◆ Data supplied

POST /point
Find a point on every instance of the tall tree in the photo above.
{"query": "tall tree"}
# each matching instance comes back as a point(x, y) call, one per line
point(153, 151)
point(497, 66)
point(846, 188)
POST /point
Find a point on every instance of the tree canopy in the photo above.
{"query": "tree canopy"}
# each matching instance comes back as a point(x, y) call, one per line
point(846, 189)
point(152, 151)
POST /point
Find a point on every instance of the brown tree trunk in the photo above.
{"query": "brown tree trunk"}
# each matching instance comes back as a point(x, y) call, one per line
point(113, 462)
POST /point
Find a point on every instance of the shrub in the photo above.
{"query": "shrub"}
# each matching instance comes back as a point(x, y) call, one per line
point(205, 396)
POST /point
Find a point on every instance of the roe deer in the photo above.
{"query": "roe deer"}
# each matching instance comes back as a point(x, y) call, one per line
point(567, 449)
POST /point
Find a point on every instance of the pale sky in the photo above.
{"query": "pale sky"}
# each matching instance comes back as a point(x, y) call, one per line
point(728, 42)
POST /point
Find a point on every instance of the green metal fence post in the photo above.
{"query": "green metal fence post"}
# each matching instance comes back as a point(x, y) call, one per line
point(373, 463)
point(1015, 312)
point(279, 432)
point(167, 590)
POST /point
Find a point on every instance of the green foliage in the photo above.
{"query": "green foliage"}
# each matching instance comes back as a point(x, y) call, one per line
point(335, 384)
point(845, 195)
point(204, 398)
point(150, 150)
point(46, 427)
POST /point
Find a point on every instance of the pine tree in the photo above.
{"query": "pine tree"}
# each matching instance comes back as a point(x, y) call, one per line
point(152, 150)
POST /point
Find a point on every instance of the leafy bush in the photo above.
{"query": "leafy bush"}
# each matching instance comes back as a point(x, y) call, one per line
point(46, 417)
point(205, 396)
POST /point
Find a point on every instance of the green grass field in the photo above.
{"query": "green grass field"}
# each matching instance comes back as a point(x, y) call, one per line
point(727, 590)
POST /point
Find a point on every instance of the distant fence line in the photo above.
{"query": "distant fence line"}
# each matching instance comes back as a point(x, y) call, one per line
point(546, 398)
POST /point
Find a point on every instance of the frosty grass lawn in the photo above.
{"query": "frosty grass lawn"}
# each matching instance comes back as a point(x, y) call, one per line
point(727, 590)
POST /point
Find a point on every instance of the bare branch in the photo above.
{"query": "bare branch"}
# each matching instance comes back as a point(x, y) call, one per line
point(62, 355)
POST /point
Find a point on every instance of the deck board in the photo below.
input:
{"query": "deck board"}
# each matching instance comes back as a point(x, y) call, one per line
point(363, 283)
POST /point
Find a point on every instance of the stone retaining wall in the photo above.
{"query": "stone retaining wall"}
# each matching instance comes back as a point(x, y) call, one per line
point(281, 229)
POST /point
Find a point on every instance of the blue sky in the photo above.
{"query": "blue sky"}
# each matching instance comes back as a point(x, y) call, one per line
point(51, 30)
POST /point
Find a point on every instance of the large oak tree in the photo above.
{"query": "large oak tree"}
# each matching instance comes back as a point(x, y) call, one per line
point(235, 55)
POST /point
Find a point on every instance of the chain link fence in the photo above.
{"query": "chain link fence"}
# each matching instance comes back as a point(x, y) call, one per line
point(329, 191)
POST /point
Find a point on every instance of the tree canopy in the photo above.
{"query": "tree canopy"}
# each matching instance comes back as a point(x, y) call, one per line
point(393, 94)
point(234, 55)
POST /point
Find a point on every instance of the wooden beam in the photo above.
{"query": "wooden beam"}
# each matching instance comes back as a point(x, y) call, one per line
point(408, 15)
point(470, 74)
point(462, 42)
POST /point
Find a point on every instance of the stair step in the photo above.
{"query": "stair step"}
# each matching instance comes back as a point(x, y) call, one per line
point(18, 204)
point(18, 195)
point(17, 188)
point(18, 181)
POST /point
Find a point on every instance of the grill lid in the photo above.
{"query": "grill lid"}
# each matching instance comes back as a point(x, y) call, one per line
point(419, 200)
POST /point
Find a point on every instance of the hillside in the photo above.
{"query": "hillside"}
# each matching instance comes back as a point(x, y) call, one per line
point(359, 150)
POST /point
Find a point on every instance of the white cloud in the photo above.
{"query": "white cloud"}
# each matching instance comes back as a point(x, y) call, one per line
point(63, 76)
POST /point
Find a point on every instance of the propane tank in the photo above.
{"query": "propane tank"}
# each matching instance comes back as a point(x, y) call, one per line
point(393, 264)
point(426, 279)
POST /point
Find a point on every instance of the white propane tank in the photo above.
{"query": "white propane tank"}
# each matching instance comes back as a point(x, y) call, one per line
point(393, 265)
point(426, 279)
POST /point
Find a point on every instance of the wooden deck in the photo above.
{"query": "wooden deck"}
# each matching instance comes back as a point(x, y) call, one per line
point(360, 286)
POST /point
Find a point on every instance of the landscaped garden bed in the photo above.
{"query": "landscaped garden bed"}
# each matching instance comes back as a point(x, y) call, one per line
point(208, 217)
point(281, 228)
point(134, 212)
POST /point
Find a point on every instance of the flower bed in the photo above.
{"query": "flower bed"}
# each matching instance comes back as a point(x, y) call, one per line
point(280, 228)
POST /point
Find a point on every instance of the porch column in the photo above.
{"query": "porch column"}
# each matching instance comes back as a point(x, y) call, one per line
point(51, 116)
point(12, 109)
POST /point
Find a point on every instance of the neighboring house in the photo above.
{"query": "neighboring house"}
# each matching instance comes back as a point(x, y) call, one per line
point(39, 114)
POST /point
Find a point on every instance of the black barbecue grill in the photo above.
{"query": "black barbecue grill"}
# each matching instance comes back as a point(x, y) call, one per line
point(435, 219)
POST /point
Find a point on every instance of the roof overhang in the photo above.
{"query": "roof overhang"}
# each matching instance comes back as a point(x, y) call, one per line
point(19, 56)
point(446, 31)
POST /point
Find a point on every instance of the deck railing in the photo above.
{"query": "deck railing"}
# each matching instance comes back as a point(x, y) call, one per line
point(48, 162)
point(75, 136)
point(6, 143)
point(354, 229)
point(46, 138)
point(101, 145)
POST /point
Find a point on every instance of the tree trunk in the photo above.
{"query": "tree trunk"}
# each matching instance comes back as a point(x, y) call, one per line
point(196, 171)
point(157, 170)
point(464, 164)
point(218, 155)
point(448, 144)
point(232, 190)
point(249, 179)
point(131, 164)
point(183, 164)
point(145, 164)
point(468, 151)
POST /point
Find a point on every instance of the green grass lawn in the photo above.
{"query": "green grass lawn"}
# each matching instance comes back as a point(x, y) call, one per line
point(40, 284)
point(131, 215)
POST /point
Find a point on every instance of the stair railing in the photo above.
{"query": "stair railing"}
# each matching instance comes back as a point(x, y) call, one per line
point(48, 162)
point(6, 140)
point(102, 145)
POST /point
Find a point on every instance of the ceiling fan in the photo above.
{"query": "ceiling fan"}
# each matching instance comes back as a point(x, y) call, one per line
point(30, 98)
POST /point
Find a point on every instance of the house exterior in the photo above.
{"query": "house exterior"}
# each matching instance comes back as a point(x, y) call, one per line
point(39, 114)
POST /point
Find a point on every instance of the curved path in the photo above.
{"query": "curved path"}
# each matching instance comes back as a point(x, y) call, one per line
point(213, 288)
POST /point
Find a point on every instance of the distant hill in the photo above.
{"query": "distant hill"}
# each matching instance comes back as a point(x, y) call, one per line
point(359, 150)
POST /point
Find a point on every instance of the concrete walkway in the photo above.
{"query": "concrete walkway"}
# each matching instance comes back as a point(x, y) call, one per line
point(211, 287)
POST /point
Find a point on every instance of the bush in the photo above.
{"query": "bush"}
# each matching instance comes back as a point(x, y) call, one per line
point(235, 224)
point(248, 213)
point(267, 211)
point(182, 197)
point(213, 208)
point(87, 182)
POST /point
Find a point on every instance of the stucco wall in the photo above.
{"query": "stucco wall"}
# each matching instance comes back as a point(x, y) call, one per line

◆ Your instructions
Count the lines in the items above that contain the string "stair", treating uppercase and lowercase as different, and give only the number.

◆ Result of this task
4